■ Exercise input
^^^^

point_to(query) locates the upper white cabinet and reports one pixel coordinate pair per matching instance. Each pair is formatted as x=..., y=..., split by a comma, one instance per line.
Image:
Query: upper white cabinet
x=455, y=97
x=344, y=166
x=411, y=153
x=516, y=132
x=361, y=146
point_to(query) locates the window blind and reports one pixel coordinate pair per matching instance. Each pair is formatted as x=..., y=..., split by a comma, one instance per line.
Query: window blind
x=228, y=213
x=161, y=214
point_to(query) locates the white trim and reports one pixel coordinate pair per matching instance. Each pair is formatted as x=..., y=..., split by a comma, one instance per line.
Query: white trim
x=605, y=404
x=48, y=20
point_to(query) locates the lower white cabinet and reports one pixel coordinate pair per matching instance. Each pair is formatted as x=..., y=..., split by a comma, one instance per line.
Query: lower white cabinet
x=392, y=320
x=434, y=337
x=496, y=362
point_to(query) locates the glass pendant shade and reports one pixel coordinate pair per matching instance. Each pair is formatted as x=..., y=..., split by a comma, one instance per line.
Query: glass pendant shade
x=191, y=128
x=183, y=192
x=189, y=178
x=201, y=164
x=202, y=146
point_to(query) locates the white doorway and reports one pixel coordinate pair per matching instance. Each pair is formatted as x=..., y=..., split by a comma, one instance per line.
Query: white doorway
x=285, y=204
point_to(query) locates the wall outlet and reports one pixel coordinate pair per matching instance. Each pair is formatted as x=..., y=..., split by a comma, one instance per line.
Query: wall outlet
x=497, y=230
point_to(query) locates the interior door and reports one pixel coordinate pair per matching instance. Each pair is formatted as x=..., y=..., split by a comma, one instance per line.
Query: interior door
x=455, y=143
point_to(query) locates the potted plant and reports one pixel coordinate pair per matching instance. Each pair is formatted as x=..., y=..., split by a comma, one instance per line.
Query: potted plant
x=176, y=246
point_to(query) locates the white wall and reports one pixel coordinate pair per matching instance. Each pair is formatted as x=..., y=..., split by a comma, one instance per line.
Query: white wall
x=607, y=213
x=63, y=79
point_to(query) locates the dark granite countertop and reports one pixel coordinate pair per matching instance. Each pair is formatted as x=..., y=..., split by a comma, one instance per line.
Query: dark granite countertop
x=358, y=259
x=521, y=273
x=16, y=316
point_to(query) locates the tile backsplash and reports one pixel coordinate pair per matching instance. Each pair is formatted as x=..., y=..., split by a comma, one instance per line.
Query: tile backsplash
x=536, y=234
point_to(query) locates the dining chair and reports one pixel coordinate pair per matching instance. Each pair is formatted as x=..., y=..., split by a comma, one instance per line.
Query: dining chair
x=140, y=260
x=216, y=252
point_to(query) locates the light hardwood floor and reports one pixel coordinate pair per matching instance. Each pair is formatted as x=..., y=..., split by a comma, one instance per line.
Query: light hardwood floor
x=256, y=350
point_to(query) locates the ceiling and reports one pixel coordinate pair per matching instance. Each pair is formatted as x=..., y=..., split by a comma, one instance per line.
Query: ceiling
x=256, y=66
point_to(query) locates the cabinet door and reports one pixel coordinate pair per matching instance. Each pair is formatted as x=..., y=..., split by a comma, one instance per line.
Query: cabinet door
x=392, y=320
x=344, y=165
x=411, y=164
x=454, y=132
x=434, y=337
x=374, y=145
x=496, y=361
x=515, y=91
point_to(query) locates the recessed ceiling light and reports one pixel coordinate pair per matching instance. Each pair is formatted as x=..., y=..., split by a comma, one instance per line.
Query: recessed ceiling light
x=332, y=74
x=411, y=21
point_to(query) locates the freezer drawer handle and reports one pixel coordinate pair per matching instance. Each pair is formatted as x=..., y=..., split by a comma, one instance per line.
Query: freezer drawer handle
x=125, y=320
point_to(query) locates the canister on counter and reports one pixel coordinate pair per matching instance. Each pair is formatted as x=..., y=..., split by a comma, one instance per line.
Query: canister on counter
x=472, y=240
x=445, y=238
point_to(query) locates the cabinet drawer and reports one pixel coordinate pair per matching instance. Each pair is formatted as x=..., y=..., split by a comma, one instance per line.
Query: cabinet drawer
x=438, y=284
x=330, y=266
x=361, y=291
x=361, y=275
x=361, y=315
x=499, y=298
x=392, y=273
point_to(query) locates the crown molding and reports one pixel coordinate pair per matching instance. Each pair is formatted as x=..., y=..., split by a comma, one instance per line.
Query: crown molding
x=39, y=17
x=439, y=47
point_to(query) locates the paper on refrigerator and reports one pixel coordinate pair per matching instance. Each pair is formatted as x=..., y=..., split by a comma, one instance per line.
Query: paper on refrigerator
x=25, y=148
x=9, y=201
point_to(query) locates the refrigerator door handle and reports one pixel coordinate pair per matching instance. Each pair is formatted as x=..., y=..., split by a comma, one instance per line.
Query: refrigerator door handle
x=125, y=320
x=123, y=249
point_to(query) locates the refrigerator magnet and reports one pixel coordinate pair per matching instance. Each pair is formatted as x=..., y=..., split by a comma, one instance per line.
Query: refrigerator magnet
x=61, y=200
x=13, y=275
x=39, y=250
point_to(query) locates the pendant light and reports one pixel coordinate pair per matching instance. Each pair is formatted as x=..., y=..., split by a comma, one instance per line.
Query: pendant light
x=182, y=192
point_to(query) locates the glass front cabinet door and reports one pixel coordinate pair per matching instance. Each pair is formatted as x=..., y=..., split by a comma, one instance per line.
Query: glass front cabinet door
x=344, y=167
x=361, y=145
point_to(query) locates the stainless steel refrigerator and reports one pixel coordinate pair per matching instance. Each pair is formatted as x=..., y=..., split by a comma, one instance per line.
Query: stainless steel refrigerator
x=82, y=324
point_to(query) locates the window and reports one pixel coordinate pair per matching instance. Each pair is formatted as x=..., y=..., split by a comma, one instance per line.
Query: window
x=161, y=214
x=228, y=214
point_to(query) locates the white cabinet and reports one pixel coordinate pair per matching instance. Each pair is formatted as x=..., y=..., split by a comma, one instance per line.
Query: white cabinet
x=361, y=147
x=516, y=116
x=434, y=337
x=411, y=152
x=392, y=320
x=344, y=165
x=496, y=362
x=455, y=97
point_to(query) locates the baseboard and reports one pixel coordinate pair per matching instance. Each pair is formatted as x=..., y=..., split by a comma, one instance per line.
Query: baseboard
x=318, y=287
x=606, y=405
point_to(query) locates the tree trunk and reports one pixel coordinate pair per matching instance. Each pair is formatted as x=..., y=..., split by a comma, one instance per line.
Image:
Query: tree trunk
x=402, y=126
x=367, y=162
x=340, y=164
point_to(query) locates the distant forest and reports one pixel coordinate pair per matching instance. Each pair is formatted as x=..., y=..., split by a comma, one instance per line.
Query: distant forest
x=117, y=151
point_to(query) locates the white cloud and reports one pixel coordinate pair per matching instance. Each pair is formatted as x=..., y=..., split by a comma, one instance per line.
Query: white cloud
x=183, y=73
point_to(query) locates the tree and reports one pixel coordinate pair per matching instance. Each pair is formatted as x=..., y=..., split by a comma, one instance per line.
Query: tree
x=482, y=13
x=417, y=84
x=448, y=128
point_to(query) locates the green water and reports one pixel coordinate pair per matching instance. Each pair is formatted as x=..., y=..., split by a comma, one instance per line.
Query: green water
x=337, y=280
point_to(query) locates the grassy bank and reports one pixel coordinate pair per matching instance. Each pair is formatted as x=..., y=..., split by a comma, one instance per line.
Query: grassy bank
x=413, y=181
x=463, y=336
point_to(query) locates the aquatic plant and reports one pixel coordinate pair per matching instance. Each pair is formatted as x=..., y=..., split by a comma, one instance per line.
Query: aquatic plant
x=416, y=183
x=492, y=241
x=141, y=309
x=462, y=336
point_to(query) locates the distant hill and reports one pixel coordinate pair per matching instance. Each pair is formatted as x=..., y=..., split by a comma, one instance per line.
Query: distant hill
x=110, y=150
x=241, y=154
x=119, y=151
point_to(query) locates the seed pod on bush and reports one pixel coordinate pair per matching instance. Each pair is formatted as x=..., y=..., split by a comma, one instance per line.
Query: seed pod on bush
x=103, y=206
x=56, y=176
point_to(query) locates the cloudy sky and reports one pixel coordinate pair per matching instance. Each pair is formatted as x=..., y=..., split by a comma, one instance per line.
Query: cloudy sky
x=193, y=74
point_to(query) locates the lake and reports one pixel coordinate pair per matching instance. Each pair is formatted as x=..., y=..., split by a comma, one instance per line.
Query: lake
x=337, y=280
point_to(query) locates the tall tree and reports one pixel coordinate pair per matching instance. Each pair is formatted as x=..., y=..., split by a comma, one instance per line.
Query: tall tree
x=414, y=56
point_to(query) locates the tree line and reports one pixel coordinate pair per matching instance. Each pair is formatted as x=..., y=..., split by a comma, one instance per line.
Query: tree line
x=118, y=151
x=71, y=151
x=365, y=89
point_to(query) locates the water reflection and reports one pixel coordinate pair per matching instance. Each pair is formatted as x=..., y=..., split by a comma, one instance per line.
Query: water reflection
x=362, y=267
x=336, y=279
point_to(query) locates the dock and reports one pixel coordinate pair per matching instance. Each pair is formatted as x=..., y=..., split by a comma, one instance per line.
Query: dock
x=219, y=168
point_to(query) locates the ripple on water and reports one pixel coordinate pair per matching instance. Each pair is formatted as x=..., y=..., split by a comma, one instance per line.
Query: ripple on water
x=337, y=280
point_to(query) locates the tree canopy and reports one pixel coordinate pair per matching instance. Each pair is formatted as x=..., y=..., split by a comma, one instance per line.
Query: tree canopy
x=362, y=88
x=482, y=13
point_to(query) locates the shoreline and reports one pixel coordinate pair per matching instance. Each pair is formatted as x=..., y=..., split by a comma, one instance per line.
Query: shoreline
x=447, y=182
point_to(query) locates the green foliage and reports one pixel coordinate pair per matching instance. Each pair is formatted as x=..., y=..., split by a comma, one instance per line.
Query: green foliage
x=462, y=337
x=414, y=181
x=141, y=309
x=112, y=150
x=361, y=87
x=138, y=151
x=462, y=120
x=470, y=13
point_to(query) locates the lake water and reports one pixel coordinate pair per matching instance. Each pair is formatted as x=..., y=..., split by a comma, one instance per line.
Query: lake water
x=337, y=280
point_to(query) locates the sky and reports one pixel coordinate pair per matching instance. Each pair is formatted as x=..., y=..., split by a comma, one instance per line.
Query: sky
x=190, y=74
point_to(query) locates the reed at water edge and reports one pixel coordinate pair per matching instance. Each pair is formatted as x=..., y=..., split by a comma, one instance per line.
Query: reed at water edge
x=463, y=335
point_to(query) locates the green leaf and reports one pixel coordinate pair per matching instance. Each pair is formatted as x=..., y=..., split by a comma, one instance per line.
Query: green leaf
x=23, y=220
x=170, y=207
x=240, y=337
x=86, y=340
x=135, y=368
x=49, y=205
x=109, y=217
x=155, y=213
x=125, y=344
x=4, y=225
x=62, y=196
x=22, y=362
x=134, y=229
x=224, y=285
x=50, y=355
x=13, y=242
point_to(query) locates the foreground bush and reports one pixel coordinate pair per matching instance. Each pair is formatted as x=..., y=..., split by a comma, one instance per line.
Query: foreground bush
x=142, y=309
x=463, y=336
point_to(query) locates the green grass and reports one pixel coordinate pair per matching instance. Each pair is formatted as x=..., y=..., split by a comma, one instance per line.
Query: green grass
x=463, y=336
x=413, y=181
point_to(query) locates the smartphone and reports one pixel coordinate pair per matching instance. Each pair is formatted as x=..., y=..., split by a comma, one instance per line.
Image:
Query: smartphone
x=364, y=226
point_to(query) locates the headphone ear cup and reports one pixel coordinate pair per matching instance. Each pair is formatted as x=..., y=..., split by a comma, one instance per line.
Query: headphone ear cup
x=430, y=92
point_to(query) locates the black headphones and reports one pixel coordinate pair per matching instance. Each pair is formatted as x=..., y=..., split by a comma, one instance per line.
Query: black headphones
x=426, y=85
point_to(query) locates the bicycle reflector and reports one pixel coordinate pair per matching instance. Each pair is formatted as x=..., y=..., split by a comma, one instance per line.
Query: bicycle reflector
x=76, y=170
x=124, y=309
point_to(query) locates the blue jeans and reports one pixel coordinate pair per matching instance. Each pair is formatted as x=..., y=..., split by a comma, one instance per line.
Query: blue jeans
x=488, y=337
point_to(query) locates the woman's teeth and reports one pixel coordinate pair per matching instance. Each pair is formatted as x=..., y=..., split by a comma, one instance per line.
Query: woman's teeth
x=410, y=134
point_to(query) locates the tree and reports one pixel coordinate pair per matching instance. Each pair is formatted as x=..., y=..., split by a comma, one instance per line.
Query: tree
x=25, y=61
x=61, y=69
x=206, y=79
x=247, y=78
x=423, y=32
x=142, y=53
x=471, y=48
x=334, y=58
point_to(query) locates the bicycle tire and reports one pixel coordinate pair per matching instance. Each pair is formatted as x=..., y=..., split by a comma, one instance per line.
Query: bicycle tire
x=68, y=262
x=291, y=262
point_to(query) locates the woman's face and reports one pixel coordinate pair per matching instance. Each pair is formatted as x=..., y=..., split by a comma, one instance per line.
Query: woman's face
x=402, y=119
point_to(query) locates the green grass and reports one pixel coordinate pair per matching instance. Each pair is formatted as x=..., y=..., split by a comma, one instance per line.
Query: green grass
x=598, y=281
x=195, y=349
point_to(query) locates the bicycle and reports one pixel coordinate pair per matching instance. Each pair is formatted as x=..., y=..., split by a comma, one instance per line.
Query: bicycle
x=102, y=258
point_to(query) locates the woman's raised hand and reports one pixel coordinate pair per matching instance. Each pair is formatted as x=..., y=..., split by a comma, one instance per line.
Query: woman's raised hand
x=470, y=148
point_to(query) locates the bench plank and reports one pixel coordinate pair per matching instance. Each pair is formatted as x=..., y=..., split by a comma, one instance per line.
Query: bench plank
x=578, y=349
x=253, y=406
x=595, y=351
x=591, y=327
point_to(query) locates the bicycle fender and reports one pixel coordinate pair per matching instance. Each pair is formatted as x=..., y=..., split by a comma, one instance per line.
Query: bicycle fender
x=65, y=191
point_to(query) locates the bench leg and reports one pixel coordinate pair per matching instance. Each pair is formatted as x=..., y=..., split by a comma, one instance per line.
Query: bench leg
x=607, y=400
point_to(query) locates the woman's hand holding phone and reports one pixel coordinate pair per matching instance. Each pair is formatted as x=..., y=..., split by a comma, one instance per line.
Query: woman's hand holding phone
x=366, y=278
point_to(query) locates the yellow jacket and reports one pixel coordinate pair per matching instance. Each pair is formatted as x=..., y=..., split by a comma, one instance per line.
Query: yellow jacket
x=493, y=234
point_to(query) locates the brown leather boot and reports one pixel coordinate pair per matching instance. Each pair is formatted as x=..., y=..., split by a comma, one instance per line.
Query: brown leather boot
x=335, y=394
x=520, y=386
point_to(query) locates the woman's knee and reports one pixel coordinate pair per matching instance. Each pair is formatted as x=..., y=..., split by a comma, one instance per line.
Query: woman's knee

^^^^

■ Exercise directions
Give back exactly the lines beginning at the one with "point_to(query) locates the yellow" and ending at the final line of the material; both boundary lines belong in it.

■ Solution to this exercise
point_to(query) locates the yellow jacket and reports one pixel coordinate pair per matching instance. Each pair is formatted as x=..., y=..., split by a comma, one instance per line.
Query: yellow jacket
x=493, y=234
point_to(query) locates the brown leather boot and reports one pixel coordinate pair per matching instance. Each pair is formatted as x=..., y=..., split by a comma, one instance per line.
Query: brown leather boot
x=335, y=394
x=520, y=386
point_to(query) locates the woman's knee and reports one pixel coordinate pair per matching instance. Each pair is formatted as x=..., y=..., split by a comma, one instance per line.
Query: woman's knee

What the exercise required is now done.